- _Tasks to complete_
1) Could you rewrite everything in the Safe Haven review from "What Safe Haven" down to "sad sensitive widowers.", substituting "unsettling" for "creepy"?
2) Can you write the next part of the Safe Haven review, picking up after its last sentence?

- _Text segment_
※ ※ ※
Come the gentlest, tenderest, sweetest little fudge on. This is Nicholas Sparks. His heroines are not criminals. They are fragile damaged sparrows, not fierce hawks. And they require handsome sad sensitive widowers to wend their broken wings and help them fly again.

(Men whose lives are a mess? They get manic pixie dream girls who dress funky retro and play bass in alt-rock bands or draw underground comics. Women whose lives are a mess get rumpled unshaven guys who tinker in the garage.)

I was half afraid it was gonna turn out that Katie (Julianne Hough: Rock of Ages, Footloose) is sorta crazy but not murderous, and has “run away” to her actual hometown, where everyone -- including her actual husband, now pretending to be the handsome sad sensitive widower Alex (Josh Duhamel: Movie 43, New Year's Eve) -- is pretending not to know her to help her create a new life so she can get well. Because that would have awful, and psychologically questionable to say the least, but it could have been hilarious.

What Safe Haven actually is is pretty darn hilarious, but only for a moment, until it starts to sink in how weird and creepy it is in a way that Sparks most certainly did not intend. Like everything he writes, it’s supposed to make you weep with its romantic perfection. Instead it’s a good damn reason to stay away from handsome sad sensitive widowers.
※ ※ ※
- _Entries provided_
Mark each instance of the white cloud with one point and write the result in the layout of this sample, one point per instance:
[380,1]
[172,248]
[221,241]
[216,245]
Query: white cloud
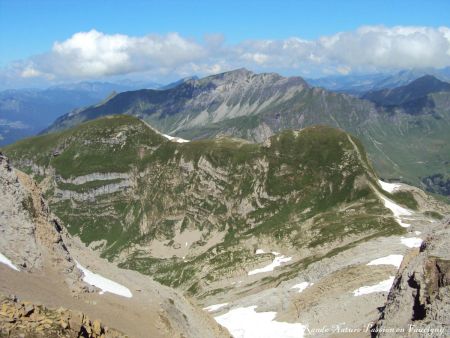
※ ※ ※
- _Answers for this exercise_
1)
What Safe Haven actually is is pretty darn hilarious, but only for a moment, until it starts to sink in how weird and unsettling it is in a way that Sparks most certainly did not intend. Like everything he writes, it’s supposed to make you weep with its romantic perfection. Instead it’s a good damn reason to stay away from handsome sad sensitive widowers.

2)
This is creepy and weird, too: the charming little coastal North Carolina town Katie washes up in -- which may or may not be accessible only by a ferry which may or may not have been capable of carrying the bus she arrives in -- is like something out of The Twilight Zone. Or maybe it’s the Village from The Prisoner. First off, there isn’t a single black person here, not one, which makes this a preposterously all-white town in the American South. The crab shack on the beach closes for the Fourth of July, which is so downright unAmerican that it’s like the fatal mistake that gives away a Soviet psy-ops project to re-create small-town USA for nefarious reasons unknown: it’s like not knowing the Yankees play baseball. But the dead giveaway that this is all a put-on -- it could be something like Truman Burbank’s Seahaven, maybe -- is how everyone in town, down to Alex’s small daughter (Mimi Kirkland), is giving little knowing adoring sidelong glances at Katie and Alex from practically the moment they first meet, which isn’t even a meet-cute or anything!, as if everyone has no doubt Katie and Alex are just perfect for each other.

It’s like they all know they’re characters in a Nicholas Sparks movie. Weird.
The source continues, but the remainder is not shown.